### Action item
When the records are reproduced, each one must match exactly, and no picture may be kept.

····················

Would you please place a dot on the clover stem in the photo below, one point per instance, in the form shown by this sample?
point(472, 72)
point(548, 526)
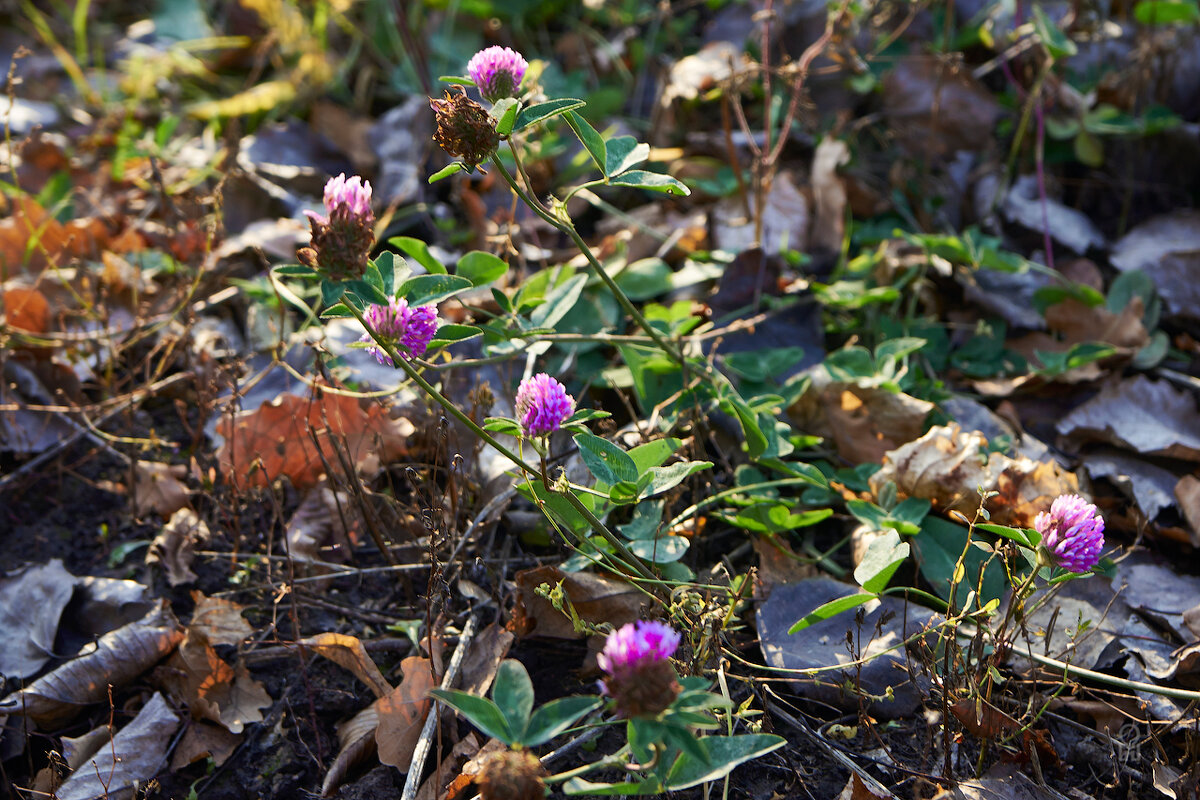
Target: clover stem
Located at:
point(628, 558)
point(567, 227)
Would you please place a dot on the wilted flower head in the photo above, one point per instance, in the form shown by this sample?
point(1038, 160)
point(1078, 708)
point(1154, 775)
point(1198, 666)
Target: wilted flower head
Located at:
point(497, 71)
point(511, 775)
point(408, 329)
point(639, 675)
point(342, 240)
point(465, 130)
point(1072, 534)
point(543, 403)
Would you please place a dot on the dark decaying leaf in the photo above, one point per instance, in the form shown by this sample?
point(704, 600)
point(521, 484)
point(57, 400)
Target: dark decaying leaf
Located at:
point(204, 740)
point(174, 547)
point(348, 651)
point(823, 643)
point(213, 690)
point(486, 653)
point(220, 620)
point(31, 601)
point(355, 739)
point(137, 753)
point(118, 659)
point(1168, 250)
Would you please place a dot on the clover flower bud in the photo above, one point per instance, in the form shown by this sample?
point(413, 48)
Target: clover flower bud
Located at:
point(406, 328)
point(511, 775)
point(543, 404)
point(341, 240)
point(465, 128)
point(639, 675)
point(1072, 534)
point(497, 71)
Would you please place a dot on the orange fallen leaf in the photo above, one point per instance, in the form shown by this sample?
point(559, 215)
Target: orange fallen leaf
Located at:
point(276, 439)
point(402, 713)
point(25, 310)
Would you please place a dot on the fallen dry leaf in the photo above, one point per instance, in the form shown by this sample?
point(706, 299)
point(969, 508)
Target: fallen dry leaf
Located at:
point(174, 547)
point(594, 597)
point(1187, 492)
point(137, 753)
point(210, 687)
point(982, 719)
point(275, 439)
point(79, 749)
point(484, 657)
point(785, 220)
point(864, 422)
point(450, 770)
point(936, 107)
point(355, 739)
point(157, 488)
point(947, 468)
point(31, 601)
point(402, 713)
point(33, 238)
point(317, 530)
point(24, 310)
point(1027, 206)
point(220, 620)
point(1168, 250)
point(702, 71)
point(1117, 415)
point(204, 740)
point(347, 651)
point(856, 789)
point(117, 659)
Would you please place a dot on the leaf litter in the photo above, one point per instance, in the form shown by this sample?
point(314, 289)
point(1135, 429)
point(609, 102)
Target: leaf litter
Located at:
point(280, 487)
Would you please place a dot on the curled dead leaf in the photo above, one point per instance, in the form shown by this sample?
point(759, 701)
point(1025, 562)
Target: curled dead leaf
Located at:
point(220, 620)
point(25, 310)
point(117, 659)
point(159, 488)
point(949, 465)
point(355, 738)
point(204, 740)
point(402, 713)
point(210, 687)
point(347, 651)
point(174, 547)
point(594, 597)
point(137, 753)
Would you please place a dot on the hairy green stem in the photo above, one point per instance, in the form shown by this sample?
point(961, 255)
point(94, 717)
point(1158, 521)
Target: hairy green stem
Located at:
point(568, 228)
point(629, 559)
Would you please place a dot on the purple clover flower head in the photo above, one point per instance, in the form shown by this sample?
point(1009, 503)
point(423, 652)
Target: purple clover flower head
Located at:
point(408, 329)
point(543, 403)
point(1072, 534)
point(349, 193)
point(639, 675)
point(497, 71)
point(341, 240)
point(346, 196)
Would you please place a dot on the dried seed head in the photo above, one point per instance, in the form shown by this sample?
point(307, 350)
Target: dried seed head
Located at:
point(465, 128)
point(511, 775)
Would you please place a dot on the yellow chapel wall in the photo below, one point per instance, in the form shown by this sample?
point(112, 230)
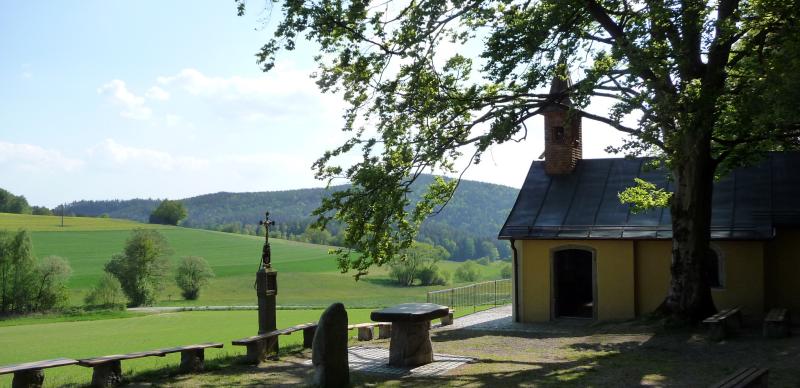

····················

### The answer
Would you please place a dot on the clover stem in the photo below, one point per instance, in the form shown by this sample?
point(472, 72)
point(548, 526)
Target: clover stem
Located at:
point(628, 558)
point(567, 227)
Would you please place a dot on the wilted flower head in the photo above, one point per instance, in the form shown by this sample?
point(1038, 160)
point(1078, 708)
point(1154, 775)
point(1198, 666)
Target: wilted flower head
Located at:
point(497, 71)
point(511, 775)
point(408, 329)
point(639, 675)
point(342, 240)
point(465, 130)
point(1072, 534)
point(543, 403)
Would you please place a dot on the dark decaying leaf in the photo above, one point per instance, in the form shown by this sample?
point(704, 600)
point(521, 484)
point(57, 400)
Target: dark decaying leaf
Located at:
point(204, 740)
point(174, 547)
point(348, 651)
point(823, 643)
point(213, 690)
point(486, 653)
point(220, 620)
point(31, 601)
point(355, 739)
point(137, 753)
point(118, 659)
point(1168, 250)
Would you please place a dot on the clover flower bud in the photo above, one point per instance, in the form shown by this sample?
point(413, 48)
Target: clover flower bud
Located at:
point(406, 328)
point(511, 775)
point(543, 404)
point(341, 240)
point(465, 128)
point(639, 675)
point(1072, 534)
point(497, 71)
Would you please place a dot on the orange fallen leaf in the photo above, one point per instance, in the form shown by this sample?
point(559, 215)
Target: orange fallen leaf
Located at:
point(276, 439)
point(402, 713)
point(25, 310)
Would you please place a dot on the fallen dry leaf in the photo above, one point per instance, in the form shown by this sample?
point(706, 299)
point(969, 508)
Target: fallen dry leaf
Located at:
point(174, 547)
point(594, 597)
point(1187, 492)
point(137, 753)
point(210, 687)
point(982, 719)
point(275, 439)
point(79, 749)
point(484, 657)
point(785, 220)
point(864, 422)
point(450, 770)
point(936, 107)
point(355, 739)
point(157, 488)
point(947, 468)
point(31, 601)
point(402, 713)
point(33, 238)
point(317, 530)
point(24, 310)
point(1027, 206)
point(220, 620)
point(1168, 250)
point(702, 71)
point(1117, 415)
point(204, 740)
point(347, 651)
point(856, 789)
point(117, 659)
Would you please place a dot on the leaf litter in the photo above, one point per instance, in the form shown by this sample?
point(314, 289)
point(1135, 429)
point(609, 102)
Target: leaf litter
Located at:
point(280, 487)
Would you please place a dot on the curled dead leaf in the photo above, one point per instance, in the form shown by this sample?
point(759, 701)
point(1025, 562)
Target: curled dead leaf
Located at:
point(220, 620)
point(25, 310)
point(117, 659)
point(159, 488)
point(949, 465)
point(355, 738)
point(204, 740)
point(402, 713)
point(210, 687)
point(347, 651)
point(174, 547)
point(594, 597)
point(137, 753)
Would you please place a dot on the hairy green stem in the photo above, one point per instance, in the form shown by this sample?
point(961, 255)
point(94, 717)
point(1158, 521)
Target: hairy green stem
Located at:
point(568, 228)
point(629, 559)
Would you please place a dot on the purple clover flower head in the photo above, one point per instance, in the form shown by this sample?
point(1009, 503)
point(423, 652)
Target: purple clover flower head
Located at:
point(408, 329)
point(543, 403)
point(1072, 534)
point(349, 193)
point(639, 675)
point(497, 71)
point(341, 240)
point(346, 196)
Would you please place a dot on the dried seed head in the photo above, one point per instance, in the form shown by this sample?
point(307, 350)
Target: dried seed head
Located at:
point(465, 128)
point(511, 775)
Would you please place a dot on the yellow chapel wall in the photo below, one point per instance, in the form shown by this sample?
point(112, 230)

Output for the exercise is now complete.